» **Selected extract**
══════════

Sameer: Make sense. So, a very well-known fact is that you probably run hundreds if not thousands of concurrent experiments at Booking.com. Then how have you designed the infrastructure for it? That’s something that comes to mind because people generally struggle with a few ends of concurrent experiment.

Lukas: I think the answer is that it’s taken us 15 years. And maybe five iterations or six. So, this is not something that you build from the get-go. The first version of our experimentation platform, 50 years ago, the maximum number of experiments was 4, it couldn’t support more than that and we actually didn’t think that we would ever need more than four.

28:25

Lukas: I wasn’t there, by the way, but so I have all of this on hear say. But, the reality is that you build a platform for four and then you learn along the way all of the ways that that’s going to break and then you scale up to 40, and then you scale up to 400, and then you scale up to four thousand. But, every time you scale up, you learn about what are some of the things that are breaking and how we will avoid that next time. So, this is really an iterative process. I don’t think what we have now, we could have built or designed from the get-go. And one of the things that (this is also in the democratization paper) has really been a step change for us is the fact that we have two independent data pipelines. So, our infrastructure has a lot of redundancy built-in on purpose and that allows us to double check all of our own findings.

══════════

» **Task instructions**
(1) Summarize the interview excerpt on experimentation at Booking.com in two sentences.
(2) Using the interview excerpt on experimentation at Booking.com, answer these questions:
(a) How many iterations does Lukas estimate the platform went through?
(b) What was the maximum number of experiments the first version could support?
(c) How many independent data pipelines does Lukas mention?
(3) Carry the interview excerpt on experimentation at Booking.com forward from the point where it stops.

Outline entries for images:
══════════

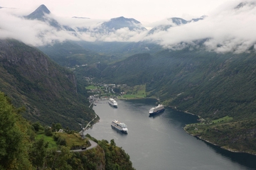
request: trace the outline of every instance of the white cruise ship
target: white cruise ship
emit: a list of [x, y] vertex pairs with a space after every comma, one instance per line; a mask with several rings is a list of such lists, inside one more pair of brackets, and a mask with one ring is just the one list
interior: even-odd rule
[[123, 133], [128, 133], [127, 126], [124, 124], [124, 123], [120, 123], [117, 120], [114, 120], [112, 122], [111, 127]]
[[117, 108], [117, 102], [112, 98], [109, 99], [109, 104], [113, 106], [114, 108]]
[[149, 110], [149, 115], [159, 113], [164, 110], [164, 105], [159, 104], [156, 107], [151, 108]]

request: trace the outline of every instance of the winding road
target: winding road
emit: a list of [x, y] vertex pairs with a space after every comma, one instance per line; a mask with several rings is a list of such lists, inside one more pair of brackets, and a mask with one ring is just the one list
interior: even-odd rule
[[[89, 142], [91, 144], [91, 145], [90, 147], [87, 147], [85, 149], [75, 149], [75, 150], [70, 150], [70, 152], [84, 152], [84, 151], [92, 149], [92, 148], [95, 148], [97, 146], [97, 143], [96, 143], [93, 140], [89, 140]], [[57, 152], [61, 152], [61, 151], [57, 151]]]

══════════

» **Results of the exercise**
(1) Lukas explains that Booking.com's experimentation platform took about 15 years and five or six iterations to reach its current form, beginning with a version that could support no more than four experiments. Each scale-up revealed what would break and shaped the next version, and a step change came from having two independent data pipelines whose deliberate redundancy lets the team double-check its findings.

(2)
(a) Maybe five or six.
(b) Four.
(c) Two.

(3)
29:29

Lukas: And this is a like an instant bug hunting machine because the moment that the two sources of truth disagree, there must be a mistake somewhere and we use this to actively hunt for discrepancies and we don’t see those as problems. We see those as opportunities for improving. So, we’ve taken this really as a way of improving our internal data pipelines and thinking about why is it that these two different methods disagree and how do we make sure that they don’t disagree going forward. And then you just build on top of that until it breaks, and then you rebuild it from scratch.

Sameer: I think iteration – making small changes, seeing what will work and then adding on top of it rather than trying to do like a big bang approach, all-in-one kind of a kind of a thing, right?

30:27

Lukas: I’m going to say it’s very similar to the way we build our product as a whole. You look at how people actually consume it what they’re actually doing with it. You look at the things that are actually stretching and not scaling and you attack those rather than start from first principles and then build something that’s perfect. You go with what people are actually using, what things are actually making a difference and then you invest on those and we do the same thing for internal products that we do for our own product. We have landing pages that are just there to see how much people land on them.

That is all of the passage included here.